[DATA UNDER STUDY Boundary: Start]
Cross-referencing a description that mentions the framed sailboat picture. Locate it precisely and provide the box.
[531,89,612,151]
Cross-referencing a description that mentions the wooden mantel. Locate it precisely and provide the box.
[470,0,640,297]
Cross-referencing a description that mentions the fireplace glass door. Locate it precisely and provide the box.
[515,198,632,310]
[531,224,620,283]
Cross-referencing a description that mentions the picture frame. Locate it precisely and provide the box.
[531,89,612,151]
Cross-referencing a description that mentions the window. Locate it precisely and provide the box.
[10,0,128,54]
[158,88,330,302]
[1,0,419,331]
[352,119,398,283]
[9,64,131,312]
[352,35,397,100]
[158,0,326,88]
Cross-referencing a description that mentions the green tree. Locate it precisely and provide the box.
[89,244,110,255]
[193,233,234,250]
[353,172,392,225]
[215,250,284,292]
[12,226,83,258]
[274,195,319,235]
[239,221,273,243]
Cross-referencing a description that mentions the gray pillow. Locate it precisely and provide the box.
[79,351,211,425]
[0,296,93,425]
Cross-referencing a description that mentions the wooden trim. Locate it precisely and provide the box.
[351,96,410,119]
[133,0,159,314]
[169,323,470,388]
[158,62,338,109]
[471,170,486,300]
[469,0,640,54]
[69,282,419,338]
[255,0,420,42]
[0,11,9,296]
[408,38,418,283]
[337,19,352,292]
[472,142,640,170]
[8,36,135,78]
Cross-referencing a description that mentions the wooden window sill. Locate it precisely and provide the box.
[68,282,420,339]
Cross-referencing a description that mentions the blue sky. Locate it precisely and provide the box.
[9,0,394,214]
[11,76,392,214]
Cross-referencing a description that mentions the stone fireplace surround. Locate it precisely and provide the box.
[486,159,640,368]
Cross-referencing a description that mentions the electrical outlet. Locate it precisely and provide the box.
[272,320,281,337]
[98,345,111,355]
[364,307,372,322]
[DATA UNDER STUDY Boundary: End]
* EXERCISE REQUIREMENTS:
Every entry, from top to bottom, should be repeated word for word.

* THE ANSWER:
Cross-referencing a description that mentions the framed sailboat picture. Locate it precisely and provide the box.
[531,89,612,151]
Cross-referencing a description that mentions the wooden mantel. Locate it precisely and provide the box.
[470,0,640,297]
Cross-referencing a description that mentions the fireplace glass door. Locate it precisely and provide the box.
[515,198,632,310]
[531,224,620,283]
Cross-referencing a description that mentions the picture frame. Locate it precisely and provide the box.
[531,89,612,151]
Cross-referencing a description that mentions the window. Locate it precisely and provide the box.
[10,0,128,54]
[158,88,330,302]
[1,0,419,331]
[352,119,398,283]
[9,64,131,312]
[352,35,397,100]
[158,0,326,88]
Cross-referencing a description that mentions the green tree. Locate it precisely and provide the box.
[89,244,110,255]
[193,233,234,250]
[353,172,392,225]
[215,250,284,292]
[12,226,83,258]
[274,195,319,235]
[239,221,273,243]
Cross-referencing a description that mentions the gray pillow. Locate it precisely and provide the box.
[79,351,211,425]
[0,296,93,425]
Cross-referencing a description that mentions the wooden trim. Locate it precisely and provide the box.
[351,96,410,119]
[133,0,159,314]
[169,323,470,388]
[158,62,338,109]
[471,170,486,300]
[469,0,640,54]
[69,282,419,338]
[255,0,420,42]
[0,11,9,296]
[408,38,418,283]
[337,19,352,292]
[472,142,640,170]
[8,36,135,78]
Cross-referencing a description that mentions the wooden window sill. Locate it precisely and provide the box.
[68,282,420,339]
Cross-referencing a description that mentions the blue sky. Locate it precisely and provide the box.
[9,0,394,214]
[11,76,392,214]
Cross-referencing a description that mentions the stone fireplace surround. Locate it precisely and provide the box.
[486,159,640,368]
Cross-referencing a description that mentions the electrical outlet. Locate it precisely and provide the box.
[272,320,281,337]
[98,345,111,355]
[364,307,372,322]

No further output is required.